> [Исходный текст]:
◇ ◇ ◇ ◇ ◇ ◇ ◇
Эпоха Петрова-Водкина

Экспозиция Русского музея демонстрирует путь великого художника на фоне исторических потрясений
Евгений Авраменко
Фото: пресс-служба Русского музея/Евгений Елинер

Ретроспективу Кузьмы Петрова-Водкина, открывшуюся в Санкт-Петербурге к 140-летию со дня его рождения, можно назвать одним из ключевых арт-событий года. Русский музей, обладая уникальным собранием работ художника, не только выставил свое, но и привез картины из Москвы и Хвалынска, родины живописца, Саранска, Пскова, Волгограда... Значительная часть полотен — из частных собраний, что-то даже демонстрируется впервые.

Именно в Русском музее прошли ключевые экспозиции Петрова-Водкина: и его последняя прижизненная выставка в 1936 году, и знаковая ретроспектива 1966 года, открывшая художника заново.

— В моей памяти выставка 1966 года осталась самым важным событием, — рассказала «Известиям» Наталья Козырева, заведующая отделом рисунка Русского музея. — Тогда стояла задача показать самые значительные вещи и не было возможности глубоко всмотреться в психологию художника. Это мы постарались сделать сегодня, показав Петрова-Водкина «человекоцентричного». Поэтому здесь столько портретов, в том числе семейных. Мы хотели, чтобы вас не отпускали глаза его персонажей — в основном женщин и детей.
◇ ◇ ◇ ◇ ◇ ◇ ◇
> [Задачи для решения]:
**A.** Перепишите слово в слово отрывок статьи о выставке Петрова-Водкина, который начинается со слов «Именно в Русском» и кончается словами «женщин и детей.».
**B.** Оформите нумерованным списком строки записей, начиная со строки, где есть «# test: for every instance of the dark», и до конца записей, пустые строки пропустите.
Статья о выставке Петрова-Водкина и записи друг с другом никак не связаны.

Записи из источника данных:
◇ ◇ ◇ ◇ ◇ ◇ ◇
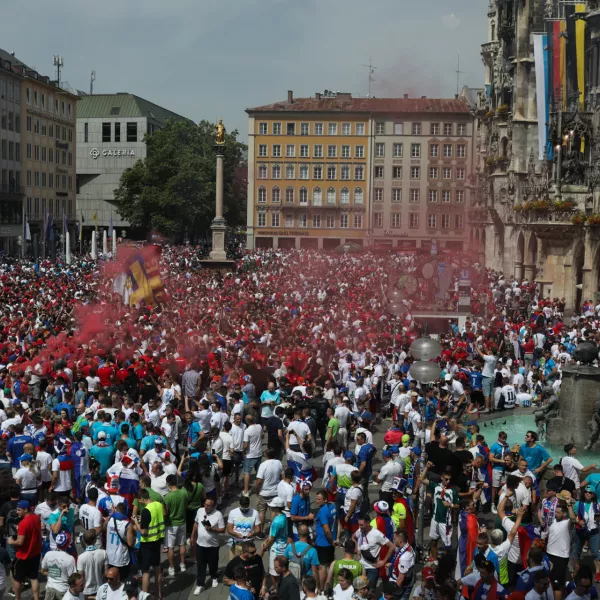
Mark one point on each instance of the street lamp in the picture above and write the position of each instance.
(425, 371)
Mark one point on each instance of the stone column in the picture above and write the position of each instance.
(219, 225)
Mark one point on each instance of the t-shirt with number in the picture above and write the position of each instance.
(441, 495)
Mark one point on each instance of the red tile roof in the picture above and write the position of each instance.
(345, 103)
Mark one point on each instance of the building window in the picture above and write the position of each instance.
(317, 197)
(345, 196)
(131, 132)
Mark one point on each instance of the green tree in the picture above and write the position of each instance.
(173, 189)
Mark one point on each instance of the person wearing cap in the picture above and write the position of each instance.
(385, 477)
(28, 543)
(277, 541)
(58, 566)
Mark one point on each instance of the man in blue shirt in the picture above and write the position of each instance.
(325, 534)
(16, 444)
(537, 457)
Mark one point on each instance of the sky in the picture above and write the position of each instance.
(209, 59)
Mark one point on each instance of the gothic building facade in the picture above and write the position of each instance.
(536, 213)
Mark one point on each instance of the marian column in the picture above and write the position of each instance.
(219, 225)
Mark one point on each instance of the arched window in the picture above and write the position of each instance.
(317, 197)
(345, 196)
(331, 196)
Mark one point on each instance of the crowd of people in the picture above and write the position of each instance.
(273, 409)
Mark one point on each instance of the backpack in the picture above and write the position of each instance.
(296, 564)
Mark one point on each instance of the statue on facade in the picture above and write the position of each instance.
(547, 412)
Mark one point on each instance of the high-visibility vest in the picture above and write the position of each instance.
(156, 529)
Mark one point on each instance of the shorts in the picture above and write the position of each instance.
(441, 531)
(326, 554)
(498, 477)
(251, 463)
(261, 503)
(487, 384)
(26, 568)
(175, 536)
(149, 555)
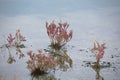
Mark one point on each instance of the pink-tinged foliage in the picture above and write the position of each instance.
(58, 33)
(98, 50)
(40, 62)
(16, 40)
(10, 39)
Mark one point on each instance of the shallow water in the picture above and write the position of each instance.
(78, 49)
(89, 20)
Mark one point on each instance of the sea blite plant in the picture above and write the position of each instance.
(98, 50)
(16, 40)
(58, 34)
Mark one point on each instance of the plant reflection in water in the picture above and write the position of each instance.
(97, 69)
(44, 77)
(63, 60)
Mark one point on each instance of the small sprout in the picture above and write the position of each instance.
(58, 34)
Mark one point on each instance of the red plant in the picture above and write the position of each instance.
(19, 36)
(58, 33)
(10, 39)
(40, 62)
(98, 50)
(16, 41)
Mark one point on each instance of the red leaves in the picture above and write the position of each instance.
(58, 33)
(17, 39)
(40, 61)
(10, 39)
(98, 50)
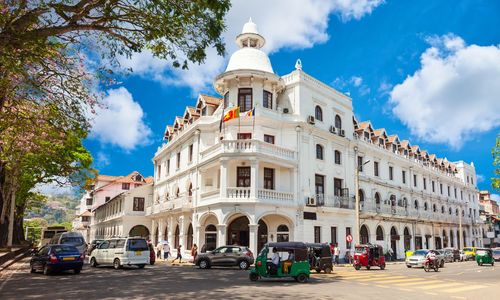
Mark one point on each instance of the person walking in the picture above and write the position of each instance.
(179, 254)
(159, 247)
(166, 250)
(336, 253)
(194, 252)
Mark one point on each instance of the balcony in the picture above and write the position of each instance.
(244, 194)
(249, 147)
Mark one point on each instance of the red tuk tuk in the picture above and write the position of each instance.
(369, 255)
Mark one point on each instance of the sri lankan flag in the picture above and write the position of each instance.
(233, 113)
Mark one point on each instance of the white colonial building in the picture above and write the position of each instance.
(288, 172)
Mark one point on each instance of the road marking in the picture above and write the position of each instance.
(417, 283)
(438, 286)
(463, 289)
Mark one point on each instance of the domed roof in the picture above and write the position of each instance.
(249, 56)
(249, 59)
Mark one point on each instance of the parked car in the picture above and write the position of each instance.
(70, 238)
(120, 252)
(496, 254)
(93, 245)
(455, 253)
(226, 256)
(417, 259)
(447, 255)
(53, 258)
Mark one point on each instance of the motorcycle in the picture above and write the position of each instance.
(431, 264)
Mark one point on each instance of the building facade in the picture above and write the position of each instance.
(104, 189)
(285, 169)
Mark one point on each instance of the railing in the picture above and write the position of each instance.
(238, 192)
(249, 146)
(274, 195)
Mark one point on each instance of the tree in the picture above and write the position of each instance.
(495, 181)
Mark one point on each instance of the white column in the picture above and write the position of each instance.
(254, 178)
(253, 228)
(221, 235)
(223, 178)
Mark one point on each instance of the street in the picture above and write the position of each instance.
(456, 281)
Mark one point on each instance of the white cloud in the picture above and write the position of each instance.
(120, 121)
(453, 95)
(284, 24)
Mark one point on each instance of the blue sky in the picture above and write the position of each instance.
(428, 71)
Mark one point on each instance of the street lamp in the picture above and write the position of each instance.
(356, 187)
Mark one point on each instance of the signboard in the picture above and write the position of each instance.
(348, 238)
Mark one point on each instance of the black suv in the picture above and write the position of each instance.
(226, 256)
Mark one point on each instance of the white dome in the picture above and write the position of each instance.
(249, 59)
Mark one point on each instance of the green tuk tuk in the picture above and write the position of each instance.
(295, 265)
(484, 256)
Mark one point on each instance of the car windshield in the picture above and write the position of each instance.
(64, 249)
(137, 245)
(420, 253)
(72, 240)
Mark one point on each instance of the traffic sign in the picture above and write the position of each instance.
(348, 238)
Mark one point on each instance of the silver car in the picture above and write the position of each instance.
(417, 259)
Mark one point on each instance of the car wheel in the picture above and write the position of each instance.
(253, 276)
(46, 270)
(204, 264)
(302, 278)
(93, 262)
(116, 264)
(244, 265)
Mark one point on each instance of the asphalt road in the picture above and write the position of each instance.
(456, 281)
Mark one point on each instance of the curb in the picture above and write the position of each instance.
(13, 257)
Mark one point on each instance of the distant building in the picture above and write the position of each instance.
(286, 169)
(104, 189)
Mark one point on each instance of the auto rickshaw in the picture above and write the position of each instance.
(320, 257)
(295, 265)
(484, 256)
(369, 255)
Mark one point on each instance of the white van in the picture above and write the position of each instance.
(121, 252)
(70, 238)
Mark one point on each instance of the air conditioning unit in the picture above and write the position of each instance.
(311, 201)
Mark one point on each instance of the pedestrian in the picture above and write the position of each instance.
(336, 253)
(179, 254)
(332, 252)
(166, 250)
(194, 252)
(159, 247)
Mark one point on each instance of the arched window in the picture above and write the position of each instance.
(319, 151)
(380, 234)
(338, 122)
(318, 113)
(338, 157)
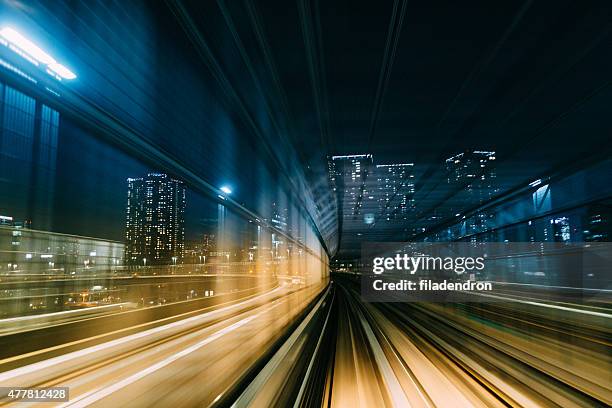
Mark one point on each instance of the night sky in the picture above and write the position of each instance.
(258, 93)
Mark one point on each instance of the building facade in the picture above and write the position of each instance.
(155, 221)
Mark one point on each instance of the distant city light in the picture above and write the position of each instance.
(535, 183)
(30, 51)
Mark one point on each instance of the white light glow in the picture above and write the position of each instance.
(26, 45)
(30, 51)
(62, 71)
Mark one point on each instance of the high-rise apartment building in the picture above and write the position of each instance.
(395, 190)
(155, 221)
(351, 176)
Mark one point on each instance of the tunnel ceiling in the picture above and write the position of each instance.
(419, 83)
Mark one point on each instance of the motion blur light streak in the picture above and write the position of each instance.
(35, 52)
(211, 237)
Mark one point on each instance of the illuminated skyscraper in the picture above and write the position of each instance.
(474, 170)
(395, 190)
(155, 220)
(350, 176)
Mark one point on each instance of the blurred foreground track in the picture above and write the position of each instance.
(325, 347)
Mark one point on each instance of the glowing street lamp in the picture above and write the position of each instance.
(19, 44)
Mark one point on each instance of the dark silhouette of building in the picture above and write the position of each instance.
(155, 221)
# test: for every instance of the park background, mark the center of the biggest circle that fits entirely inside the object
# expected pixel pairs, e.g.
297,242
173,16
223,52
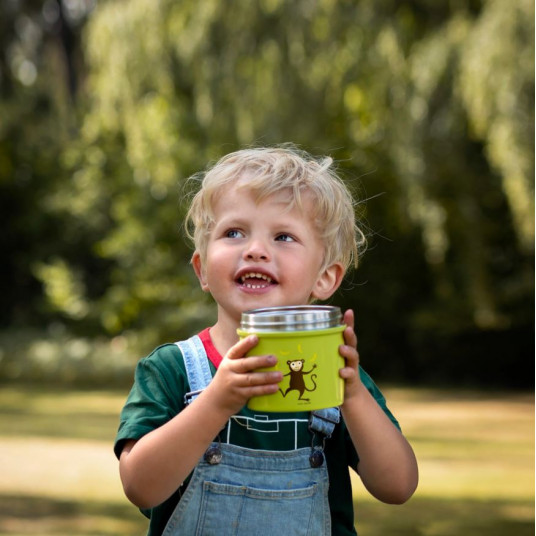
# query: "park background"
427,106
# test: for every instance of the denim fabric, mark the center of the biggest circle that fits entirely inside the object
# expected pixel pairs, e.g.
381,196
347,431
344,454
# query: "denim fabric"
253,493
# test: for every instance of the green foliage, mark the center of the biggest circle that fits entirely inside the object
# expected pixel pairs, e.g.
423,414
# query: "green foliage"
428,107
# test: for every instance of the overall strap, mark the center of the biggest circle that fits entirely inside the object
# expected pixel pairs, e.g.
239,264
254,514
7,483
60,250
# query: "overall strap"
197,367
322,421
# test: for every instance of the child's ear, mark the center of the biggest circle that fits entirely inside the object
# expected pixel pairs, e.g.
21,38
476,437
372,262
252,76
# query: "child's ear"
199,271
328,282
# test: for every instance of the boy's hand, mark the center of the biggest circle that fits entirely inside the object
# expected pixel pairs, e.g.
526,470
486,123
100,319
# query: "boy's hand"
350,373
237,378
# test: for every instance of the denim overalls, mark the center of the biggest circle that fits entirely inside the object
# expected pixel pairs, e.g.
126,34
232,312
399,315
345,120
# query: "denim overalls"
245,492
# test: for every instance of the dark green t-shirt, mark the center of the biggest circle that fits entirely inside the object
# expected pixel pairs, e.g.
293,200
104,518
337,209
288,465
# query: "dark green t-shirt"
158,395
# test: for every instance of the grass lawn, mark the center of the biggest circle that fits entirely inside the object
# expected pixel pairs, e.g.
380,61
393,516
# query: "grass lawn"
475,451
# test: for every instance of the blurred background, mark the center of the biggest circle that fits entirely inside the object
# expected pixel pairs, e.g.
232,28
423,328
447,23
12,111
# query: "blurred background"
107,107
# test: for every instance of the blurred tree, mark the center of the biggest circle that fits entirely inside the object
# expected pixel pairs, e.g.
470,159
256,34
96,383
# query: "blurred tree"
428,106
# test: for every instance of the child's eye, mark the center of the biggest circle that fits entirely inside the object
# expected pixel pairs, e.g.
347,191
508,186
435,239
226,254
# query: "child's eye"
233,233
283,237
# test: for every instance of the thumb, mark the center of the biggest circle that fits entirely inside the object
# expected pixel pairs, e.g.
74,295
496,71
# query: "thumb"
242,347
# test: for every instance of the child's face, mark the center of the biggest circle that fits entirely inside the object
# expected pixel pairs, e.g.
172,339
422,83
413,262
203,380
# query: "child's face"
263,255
◇ ◇ ◇ ◇ ◇ ◇ ◇
> [Список ответов]:
**A.**
Именно в Русском музее прошли ключевые экспозиции Петрова-Водкина: и его последняя прижизненная выставка в 1936 году, и знаковая ретроспектива 1966 года, открывшая художника заново.

— В моей памяти выставка 1966 года осталась самым важным событием, — рассказала «Известиям» Наталья Козырева, заведующая отделом рисунка Русского музея. — Тогда стояла задача показать самые значительные вещи и не было возможности глубоко всмотреться в психологию художника. Это мы постарались сделать сегодня, показав Петрова-Водкина «человекоцентричного». Поэтому здесь столько портретов, в том числе семейных. Мы хотели, чтобы вас не отпускали глаза его персонажей — в основном женщин и детей.

**B.**
1. # test: for every instance of the dark green t-shirt, mark the center of the biggest circle that fits entirely inside the object
2. # expected pixel pairs, e.g.
3. 293,200
4. 104,518
5. 337,209
6. 288,465
7. # query: "dark green t-shirt"
8. 158,395
9. # test: for every instance of the grass lawn, mark the center of the biggest circle that fits entirely inside the object
10. # expected pixel pairs, e.g.
11. 380,61
12. 393,516
13. # query: "grass lawn"
14. 475,451
15. # test: for every instance of the blurred background, mark the center of the biggest circle that fits entirely inside the object
16. # expected pixel pairs, e.g.
17. 232,28
18. 423,328
19. 447,23
20. 12,111
21. # query: "blurred background"
22. 107,107
23. # test: for every instance of the blurred tree, mark the center of the biggest circle that fits entirely inside the object
24. # expected pixel pairs, e.g.
25. 470,159
26. 256,34
27. 96,383
28. # query: "blurred tree"
29. 428,106
30. # test: for every instance of the child's eye, mark the center of the biggest circle that fits entirely inside the object
31. # expected pixel pairs, e.g.
32. 347,191
33. 508,186
34. 435,239
35. 226,254
36. # query: "child's eye"
37. 233,233
38. 283,237
39. # test: for every instance of the thumb, mark the center of the biggest circle that fits entirely inside the object
40. # expected pixel pairs, e.g.
41. 74,295
42. 496,71
43. # query: "thumb"
44. 242,347
45. # test: for every instance of the child's face, mark the center of the biggest circle that fits entirely inside the object
46. # expected pixel pairs, e.g.
47. 172,339
48. 422,83
49. 413,262
50. 203,380
51. # query: "child's face"
52. 263,255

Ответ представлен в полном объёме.